Taylor adds Prisoners of the Sun (E10) at Rhoscolyn
- Friday 11th June 2021
James Taylor has completed his long term project at Porth Saint at Rhoscolyn on Anglesey in North Wales giving Prisoners of the Sun at an eye-watering E10 7a/F8b.
“I am really glad I don't have to climb the bold lower wall ever again, that thing scared the hell out of me for too long! It took me 3 lead attempts to finish the route and 3 years of effort building up to it” James said online after he made the first ascent of Prisoners of the Sun earlier this week.
Prisoners of the Sun is the culmination of James’s efforts at the Painted Wall during which he’s cleaned up, replaced in-situ gear and then re-climbed two existing old routes, Surreal Appeal (E7) and Easel-EE (E7) as well as doing the first ascent of Staring at the Sun (E7).

Given problem 1:
From the listing below, output unchanged the lines from the one containing "of the street" through the one containing "pixel 227 241", both included.

Data records:

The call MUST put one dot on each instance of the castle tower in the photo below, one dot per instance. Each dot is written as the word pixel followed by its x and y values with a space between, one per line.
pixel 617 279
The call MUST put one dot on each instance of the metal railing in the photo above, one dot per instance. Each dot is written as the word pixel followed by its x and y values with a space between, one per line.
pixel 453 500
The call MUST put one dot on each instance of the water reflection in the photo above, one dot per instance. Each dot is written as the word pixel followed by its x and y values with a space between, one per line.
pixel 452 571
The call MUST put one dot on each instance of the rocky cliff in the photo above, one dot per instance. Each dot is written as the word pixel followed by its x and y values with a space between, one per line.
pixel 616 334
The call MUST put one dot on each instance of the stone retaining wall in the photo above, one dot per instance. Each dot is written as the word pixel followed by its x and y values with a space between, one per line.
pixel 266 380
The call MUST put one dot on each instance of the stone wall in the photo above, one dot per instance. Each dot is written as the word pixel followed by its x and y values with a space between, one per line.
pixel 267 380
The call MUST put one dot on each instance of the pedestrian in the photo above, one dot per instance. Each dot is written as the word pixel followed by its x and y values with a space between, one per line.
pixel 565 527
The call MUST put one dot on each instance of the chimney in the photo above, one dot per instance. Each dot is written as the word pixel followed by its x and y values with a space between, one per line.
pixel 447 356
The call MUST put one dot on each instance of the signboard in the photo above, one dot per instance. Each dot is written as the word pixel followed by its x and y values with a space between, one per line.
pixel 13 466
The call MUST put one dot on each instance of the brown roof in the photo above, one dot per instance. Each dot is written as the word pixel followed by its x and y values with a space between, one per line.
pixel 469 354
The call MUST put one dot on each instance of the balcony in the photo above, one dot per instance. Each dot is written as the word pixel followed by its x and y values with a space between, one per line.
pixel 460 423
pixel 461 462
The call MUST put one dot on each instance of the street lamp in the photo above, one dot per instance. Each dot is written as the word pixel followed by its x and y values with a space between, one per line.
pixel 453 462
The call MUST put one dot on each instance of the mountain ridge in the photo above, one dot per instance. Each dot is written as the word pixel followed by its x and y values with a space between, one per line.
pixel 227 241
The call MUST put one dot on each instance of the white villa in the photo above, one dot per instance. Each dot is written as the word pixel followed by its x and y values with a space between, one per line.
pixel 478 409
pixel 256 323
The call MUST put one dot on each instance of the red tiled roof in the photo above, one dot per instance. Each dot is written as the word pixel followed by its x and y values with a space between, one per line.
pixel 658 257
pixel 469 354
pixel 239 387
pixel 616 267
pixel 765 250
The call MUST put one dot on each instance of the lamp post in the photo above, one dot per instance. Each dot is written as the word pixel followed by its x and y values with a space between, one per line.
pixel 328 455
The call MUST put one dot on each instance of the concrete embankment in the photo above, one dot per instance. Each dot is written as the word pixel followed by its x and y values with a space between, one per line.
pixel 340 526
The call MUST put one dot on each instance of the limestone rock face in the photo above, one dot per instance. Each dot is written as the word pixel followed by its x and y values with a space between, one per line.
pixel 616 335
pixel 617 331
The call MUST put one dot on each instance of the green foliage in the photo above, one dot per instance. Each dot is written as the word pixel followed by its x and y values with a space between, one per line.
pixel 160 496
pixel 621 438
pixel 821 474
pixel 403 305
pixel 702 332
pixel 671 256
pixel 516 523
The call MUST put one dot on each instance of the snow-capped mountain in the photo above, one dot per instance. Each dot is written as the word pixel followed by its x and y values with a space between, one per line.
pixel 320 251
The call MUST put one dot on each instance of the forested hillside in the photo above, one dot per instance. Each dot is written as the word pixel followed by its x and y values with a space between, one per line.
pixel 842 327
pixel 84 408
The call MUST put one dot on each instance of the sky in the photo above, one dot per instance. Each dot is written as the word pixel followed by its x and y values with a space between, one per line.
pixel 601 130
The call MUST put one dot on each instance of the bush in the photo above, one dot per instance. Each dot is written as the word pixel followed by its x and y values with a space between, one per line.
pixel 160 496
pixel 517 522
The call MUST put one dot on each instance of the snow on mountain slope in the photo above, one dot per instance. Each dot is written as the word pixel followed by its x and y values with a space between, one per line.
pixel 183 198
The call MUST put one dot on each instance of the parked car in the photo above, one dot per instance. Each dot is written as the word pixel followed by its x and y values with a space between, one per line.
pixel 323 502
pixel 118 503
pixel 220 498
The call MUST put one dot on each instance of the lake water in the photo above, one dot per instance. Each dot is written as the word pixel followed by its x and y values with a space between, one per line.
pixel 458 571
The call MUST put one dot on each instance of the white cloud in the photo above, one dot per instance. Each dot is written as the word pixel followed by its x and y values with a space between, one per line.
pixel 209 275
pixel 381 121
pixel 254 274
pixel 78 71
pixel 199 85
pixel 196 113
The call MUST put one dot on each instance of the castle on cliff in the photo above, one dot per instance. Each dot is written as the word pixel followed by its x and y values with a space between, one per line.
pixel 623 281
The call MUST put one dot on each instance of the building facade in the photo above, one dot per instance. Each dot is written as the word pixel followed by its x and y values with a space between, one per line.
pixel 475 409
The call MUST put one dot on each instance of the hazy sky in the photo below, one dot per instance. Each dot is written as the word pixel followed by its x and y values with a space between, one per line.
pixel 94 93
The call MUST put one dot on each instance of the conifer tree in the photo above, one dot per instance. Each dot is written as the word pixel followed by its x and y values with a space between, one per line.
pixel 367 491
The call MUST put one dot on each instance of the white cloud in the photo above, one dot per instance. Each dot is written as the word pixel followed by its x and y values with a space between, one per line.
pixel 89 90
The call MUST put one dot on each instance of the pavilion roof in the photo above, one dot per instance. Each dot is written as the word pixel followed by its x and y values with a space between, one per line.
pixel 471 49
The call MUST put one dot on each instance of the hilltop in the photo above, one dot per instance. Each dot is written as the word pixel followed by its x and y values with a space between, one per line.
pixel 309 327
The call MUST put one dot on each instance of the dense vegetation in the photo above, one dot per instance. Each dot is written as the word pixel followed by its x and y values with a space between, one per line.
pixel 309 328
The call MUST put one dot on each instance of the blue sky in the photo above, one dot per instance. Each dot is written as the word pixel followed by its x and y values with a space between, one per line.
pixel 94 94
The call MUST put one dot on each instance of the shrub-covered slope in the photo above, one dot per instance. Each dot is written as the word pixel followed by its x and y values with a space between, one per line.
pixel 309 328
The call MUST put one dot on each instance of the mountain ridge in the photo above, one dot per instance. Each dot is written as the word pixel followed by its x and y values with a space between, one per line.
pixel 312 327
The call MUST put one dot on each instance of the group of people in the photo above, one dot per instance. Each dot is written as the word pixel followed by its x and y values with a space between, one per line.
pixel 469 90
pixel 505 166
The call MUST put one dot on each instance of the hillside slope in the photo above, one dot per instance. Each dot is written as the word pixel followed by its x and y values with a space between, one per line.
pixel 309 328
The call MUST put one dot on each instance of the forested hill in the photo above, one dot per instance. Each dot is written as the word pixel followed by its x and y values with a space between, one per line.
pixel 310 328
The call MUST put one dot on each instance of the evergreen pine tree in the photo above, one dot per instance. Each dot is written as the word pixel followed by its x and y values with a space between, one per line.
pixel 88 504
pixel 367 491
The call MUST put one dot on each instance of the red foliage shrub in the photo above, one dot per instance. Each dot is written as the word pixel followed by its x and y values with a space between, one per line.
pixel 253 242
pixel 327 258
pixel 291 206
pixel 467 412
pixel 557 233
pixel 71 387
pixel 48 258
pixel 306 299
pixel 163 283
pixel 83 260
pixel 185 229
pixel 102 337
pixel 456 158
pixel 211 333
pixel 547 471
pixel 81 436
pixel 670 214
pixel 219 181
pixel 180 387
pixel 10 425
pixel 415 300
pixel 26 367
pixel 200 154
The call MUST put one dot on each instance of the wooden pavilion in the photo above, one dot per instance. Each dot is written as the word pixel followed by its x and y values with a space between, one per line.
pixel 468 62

Given problem 2:
Name every climbing route mentioned in the Rhoscolyn climbing report.

Correct result 1:
The call MUST put one dot on each instance of the street lamp in the photo above, one dot per instance. Each dot is written as the word pixel followed by its x and y values with a space between, one per line.
pixel 453 462
The call MUST put one dot on each instance of the mountain ridge in the photo above, one dot per instance. Each dot is written as the word pixel followed by its x and y values with a space between, one per line.
pixel 227 241

Correct result 2:
Prisoners of the Sun
Surreal Appeal
Easel-EE
Staring at the Sun